Entries provided
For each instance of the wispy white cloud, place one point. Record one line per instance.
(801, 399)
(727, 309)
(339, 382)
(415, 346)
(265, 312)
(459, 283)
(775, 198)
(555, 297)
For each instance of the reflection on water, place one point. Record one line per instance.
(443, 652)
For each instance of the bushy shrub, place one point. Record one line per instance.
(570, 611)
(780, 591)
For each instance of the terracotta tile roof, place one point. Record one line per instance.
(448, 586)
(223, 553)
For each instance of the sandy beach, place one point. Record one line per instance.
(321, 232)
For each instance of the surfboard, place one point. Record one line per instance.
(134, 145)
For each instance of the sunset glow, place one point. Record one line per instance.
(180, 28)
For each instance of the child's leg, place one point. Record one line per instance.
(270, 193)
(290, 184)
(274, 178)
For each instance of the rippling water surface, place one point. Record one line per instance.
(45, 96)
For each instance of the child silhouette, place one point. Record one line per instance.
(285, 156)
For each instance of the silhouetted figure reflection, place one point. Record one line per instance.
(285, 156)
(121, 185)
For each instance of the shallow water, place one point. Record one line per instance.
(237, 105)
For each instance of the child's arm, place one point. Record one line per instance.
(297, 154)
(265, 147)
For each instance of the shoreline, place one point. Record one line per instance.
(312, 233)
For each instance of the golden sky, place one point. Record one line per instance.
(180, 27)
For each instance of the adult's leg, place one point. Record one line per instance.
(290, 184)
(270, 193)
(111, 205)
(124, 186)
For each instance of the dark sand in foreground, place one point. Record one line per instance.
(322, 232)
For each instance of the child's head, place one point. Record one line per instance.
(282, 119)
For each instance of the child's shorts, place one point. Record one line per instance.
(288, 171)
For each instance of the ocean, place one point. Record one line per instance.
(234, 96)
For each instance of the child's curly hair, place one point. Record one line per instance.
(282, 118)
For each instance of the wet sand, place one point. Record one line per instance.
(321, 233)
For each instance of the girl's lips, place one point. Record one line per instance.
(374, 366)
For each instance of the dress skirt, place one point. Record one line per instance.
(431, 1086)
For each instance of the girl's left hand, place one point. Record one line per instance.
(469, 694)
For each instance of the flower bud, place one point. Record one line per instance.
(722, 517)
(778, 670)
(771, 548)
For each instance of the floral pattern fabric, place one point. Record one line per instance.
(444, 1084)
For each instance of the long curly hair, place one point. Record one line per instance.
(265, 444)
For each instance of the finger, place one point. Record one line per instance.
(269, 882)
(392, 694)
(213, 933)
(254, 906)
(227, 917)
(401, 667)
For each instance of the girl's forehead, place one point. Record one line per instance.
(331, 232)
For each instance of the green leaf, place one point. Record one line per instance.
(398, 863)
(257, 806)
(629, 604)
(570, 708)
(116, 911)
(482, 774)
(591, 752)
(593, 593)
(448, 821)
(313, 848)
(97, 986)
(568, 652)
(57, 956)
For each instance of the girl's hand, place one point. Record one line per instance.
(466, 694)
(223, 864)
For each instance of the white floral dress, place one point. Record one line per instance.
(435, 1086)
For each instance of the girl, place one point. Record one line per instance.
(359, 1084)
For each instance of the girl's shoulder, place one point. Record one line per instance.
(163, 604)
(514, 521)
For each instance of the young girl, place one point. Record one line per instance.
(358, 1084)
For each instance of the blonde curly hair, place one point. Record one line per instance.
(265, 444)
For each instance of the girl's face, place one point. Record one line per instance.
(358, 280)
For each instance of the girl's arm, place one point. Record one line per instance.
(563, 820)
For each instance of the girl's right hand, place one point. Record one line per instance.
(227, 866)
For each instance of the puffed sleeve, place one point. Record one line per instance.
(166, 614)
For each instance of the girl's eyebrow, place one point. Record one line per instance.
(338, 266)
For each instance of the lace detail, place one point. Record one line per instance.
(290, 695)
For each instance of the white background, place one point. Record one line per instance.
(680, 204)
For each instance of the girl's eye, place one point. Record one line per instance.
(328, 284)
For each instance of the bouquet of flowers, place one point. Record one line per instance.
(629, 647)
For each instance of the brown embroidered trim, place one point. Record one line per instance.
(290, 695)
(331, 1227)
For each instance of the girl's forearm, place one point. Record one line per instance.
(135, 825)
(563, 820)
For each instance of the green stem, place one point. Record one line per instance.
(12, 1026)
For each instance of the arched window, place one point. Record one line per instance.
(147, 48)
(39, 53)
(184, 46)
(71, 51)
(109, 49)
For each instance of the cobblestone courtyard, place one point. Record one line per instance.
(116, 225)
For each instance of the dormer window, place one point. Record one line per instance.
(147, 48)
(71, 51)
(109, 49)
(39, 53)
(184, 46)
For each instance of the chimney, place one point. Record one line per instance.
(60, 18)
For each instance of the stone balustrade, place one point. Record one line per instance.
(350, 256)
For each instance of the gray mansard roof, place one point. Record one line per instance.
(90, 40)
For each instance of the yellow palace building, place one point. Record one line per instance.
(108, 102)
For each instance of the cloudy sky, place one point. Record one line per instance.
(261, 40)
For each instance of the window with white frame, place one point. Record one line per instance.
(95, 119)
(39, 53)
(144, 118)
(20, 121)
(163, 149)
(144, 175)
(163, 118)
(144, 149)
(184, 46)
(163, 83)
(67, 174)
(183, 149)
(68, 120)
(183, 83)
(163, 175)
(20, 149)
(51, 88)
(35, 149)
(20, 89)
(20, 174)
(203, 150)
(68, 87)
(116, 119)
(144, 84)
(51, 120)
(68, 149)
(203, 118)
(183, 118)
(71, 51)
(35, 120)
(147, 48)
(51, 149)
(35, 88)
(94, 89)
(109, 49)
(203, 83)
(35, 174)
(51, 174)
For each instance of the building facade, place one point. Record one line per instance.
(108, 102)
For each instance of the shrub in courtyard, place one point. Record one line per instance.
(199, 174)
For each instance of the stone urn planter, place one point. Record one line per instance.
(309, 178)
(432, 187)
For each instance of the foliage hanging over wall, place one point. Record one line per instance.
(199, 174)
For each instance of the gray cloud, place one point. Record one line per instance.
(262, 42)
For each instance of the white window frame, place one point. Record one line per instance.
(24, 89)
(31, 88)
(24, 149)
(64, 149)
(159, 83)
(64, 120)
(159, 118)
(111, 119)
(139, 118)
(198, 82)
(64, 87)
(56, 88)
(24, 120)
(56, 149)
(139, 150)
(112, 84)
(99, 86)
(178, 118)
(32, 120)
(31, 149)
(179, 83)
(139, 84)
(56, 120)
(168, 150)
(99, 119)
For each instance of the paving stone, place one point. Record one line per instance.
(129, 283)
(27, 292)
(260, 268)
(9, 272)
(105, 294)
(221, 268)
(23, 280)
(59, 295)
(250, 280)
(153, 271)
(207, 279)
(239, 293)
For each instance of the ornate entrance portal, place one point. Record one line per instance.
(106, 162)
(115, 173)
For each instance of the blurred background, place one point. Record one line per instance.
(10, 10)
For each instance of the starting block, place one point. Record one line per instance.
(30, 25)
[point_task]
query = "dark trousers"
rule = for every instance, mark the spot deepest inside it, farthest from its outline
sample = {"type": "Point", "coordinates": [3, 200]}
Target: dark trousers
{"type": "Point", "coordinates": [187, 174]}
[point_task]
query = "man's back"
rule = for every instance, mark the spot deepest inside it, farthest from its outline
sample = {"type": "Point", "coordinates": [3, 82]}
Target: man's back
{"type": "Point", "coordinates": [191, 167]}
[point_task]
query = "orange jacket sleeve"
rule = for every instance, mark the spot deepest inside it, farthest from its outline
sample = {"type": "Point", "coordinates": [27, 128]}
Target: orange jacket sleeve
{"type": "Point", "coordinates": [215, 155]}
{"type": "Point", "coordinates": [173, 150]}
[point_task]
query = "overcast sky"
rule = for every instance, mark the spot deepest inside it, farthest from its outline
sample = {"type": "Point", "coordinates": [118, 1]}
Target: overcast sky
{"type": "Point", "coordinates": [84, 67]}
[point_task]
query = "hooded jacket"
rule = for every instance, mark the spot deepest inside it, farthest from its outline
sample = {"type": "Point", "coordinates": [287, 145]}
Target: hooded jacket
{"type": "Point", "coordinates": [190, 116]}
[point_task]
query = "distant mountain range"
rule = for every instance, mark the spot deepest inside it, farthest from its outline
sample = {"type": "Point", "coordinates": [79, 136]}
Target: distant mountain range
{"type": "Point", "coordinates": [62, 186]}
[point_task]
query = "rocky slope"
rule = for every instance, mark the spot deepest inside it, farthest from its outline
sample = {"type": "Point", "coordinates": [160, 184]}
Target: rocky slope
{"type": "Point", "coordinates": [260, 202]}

Task directions
Please count the lines of the data above that contain the string "gray" and give only the number.

The result
2